[Image location labeling entries]

>>>>>

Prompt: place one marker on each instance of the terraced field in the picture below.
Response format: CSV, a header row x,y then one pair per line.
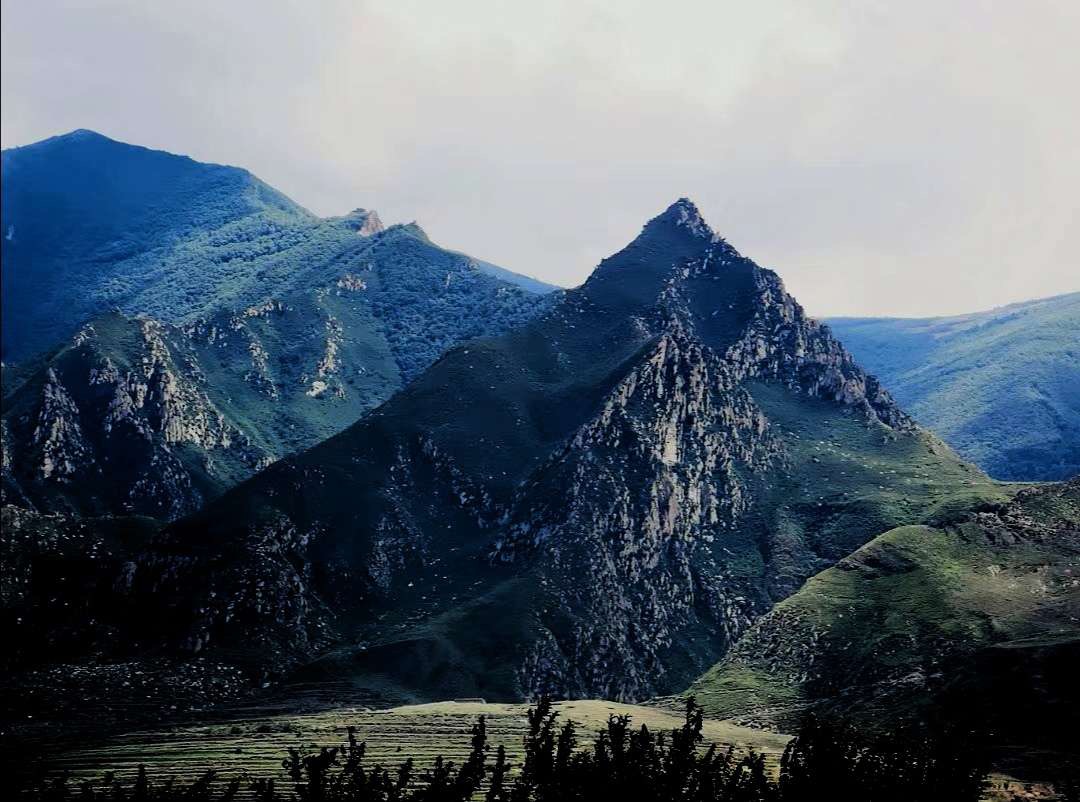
x,y
256,745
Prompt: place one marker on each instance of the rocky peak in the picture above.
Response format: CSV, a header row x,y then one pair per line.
x,y
364,221
686,215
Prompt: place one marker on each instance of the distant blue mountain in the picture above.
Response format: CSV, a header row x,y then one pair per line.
x,y
248,328
91,223
1001,386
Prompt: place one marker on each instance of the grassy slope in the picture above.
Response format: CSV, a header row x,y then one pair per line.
x,y
256,743
417,299
976,614
972,377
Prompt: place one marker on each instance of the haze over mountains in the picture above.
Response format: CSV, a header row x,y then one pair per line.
x,y
332,452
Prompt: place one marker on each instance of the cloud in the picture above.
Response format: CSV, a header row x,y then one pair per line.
x,y
910,158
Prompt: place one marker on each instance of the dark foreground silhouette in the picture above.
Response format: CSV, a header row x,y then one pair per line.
x,y
827,760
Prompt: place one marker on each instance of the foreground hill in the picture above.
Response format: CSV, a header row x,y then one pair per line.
x,y
91,223
138,416
595,503
977,617
1002,386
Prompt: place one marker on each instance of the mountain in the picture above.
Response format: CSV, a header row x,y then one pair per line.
x,y
596,503
971,378
91,223
138,416
979,615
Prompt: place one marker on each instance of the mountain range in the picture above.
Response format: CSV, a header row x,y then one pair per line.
x,y
246,450
971,378
135,413
595,503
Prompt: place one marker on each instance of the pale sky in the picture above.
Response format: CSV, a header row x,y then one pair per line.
x,y
907,158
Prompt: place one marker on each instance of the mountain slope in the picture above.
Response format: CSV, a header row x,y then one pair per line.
x,y
595,503
981,614
137,416
91,223
971,378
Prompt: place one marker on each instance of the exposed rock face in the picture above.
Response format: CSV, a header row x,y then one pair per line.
x,y
583,506
136,416
107,438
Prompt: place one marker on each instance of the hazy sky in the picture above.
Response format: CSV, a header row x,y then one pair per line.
x,y
886,158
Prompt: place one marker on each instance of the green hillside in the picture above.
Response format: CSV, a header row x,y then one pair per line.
x,y
91,223
1002,386
137,416
975,619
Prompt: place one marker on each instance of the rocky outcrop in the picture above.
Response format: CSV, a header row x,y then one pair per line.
x,y
161,418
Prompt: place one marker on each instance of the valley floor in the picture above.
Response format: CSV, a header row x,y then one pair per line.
x,y
254,743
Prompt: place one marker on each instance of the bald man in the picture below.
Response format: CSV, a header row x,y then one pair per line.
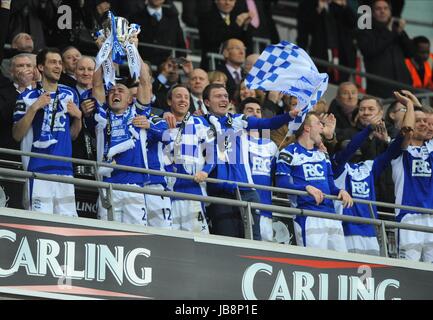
x,y
197,81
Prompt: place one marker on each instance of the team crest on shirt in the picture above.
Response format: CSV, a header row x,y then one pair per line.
x,y
360,189
313,171
421,168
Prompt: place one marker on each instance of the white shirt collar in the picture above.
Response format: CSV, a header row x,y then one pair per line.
x,y
195,102
232,70
152,11
28,87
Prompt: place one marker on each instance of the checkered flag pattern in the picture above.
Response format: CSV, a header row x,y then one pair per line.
x,y
287,68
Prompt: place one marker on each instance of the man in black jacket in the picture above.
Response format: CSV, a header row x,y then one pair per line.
x,y
384,48
8,92
159,26
221,23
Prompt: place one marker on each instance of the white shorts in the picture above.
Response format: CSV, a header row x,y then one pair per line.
x,y
158,209
52,197
363,245
189,215
128,207
321,233
416,245
266,230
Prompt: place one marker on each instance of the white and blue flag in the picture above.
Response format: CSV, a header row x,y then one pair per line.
x,y
287,68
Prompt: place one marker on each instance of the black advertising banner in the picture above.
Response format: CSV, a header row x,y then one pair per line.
x,y
81,259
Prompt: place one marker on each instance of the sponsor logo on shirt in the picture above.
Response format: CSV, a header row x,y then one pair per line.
x,y
421,168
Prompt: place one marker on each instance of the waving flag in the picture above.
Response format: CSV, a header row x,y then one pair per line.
x,y
287,68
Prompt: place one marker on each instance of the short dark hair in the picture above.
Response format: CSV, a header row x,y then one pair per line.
x,y
41,57
209,88
246,101
170,91
300,130
69,48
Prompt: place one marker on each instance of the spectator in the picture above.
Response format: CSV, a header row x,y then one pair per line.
x,y
167,77
262,152
384,48
220,24
232,164
413,183
193,9
302,166
343,105
234,58
369,109
70,56
190,146
33,110
421,65
197,81
262,24
250,61
217,77
359,179
159,26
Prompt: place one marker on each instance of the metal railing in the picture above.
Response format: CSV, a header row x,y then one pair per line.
x,y
247,206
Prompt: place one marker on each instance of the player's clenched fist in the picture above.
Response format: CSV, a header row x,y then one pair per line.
x,y
73,110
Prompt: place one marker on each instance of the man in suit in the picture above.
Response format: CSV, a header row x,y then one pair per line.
x,y
159,26
220,24
234,57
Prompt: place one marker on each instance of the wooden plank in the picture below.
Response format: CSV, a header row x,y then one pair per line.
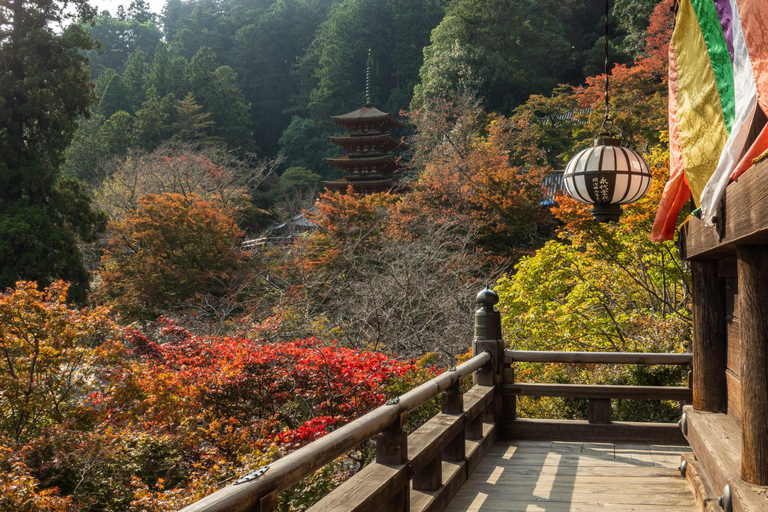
x,y
716,442
525,356
731,297
368,491
569,430
733,356
703,487
482,504
454,476
743,219
428,441
726,266
476,399
682,394
709,337
476,450
599,410
753,284
555,476
734,397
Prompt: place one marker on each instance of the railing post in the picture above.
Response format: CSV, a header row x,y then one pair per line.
x,y
453,403
599,410
488,339
392,449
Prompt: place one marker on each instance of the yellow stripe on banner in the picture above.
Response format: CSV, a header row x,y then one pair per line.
x,y
702,126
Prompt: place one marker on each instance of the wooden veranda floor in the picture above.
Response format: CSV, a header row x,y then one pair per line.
x,y
558,476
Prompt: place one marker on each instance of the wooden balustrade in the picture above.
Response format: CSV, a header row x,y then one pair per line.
x,y
386,421
423,471
599,426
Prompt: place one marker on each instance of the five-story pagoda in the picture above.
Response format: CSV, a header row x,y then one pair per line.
x,y
369,163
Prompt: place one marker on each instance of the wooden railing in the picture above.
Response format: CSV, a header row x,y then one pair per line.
x,y
598,396
424,470
431,462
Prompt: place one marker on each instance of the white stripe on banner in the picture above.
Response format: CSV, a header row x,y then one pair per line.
x,y
746,105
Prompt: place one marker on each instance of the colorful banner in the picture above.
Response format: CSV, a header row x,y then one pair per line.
x,y
718,73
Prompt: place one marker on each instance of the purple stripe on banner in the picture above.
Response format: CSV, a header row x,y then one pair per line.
x,y
725,13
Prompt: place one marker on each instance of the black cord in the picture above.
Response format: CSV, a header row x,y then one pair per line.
x,y
607,125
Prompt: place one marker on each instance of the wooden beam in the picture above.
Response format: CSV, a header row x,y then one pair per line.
x,y
577,430
372,489
295,466
527,356
599,410
741,220
704,489
710,344
682,394
716,442
753,319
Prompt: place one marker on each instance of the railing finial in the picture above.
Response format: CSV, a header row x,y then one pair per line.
x,y
487,318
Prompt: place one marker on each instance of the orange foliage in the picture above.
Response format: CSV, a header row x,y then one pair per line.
x,y
167,251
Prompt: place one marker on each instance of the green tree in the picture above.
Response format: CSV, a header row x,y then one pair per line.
x,y
299,178
118,39
192,123
265,52
115,97
305,144
506,50
44,80
170,249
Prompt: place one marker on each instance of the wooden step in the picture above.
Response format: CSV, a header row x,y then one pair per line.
x,y
716,442
701,483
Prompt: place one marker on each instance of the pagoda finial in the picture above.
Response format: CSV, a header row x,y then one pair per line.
x,y
369,80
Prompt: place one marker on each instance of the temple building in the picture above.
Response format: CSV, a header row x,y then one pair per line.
x,y
369,163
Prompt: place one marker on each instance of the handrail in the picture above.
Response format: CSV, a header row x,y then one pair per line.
x,y
600,391
525,356
291,469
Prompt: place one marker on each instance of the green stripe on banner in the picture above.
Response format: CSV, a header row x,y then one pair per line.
x,y
717,49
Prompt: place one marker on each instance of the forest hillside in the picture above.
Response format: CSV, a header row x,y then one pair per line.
x,y
153,349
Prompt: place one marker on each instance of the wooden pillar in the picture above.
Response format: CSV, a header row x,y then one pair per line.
x,y
392,448
753,320
710,344
453,403
488,339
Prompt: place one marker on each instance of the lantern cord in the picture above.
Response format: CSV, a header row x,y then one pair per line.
x,y
607,126
369,80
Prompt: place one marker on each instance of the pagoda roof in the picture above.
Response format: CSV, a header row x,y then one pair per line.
x,y
347,141
367,113
345,162
377,185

<<<<<

The line containing "Prompt: place one marker on each instance of the green stripe" marks the start; retype it and each line after it through the end of the records above, exactly.

Result of the task:
Prompt: place one marker on each instance of the green stripe on banner in the picture above.
Response format: CSV, a header row x,y then one pair per line.
x,y
717,49
Prompt: place one marker on each instance of the forest hillside in the picture above.
Response format: CSV, a header row x,y then one pair per line.
x,y
153,349
Prompt: place one marker on each instance of the wooden pillar in the picture above.
Response format: CSV, a header row x,y then one pair per line.
x,y
392,448
753,320
710,344
453,403
488,339
Prompt: place one marker on each instance of the lantern cord in the picture above.
Response format: CSV, a header row x,y then one pair per line.
x,y
607,126
369,80
Prompt: place one marker on each instance of the pagoda roof in the picture above.
Response format: CSV, a header row x,y then one pair per line.
x,y
347,141
367,113
345,162
377,185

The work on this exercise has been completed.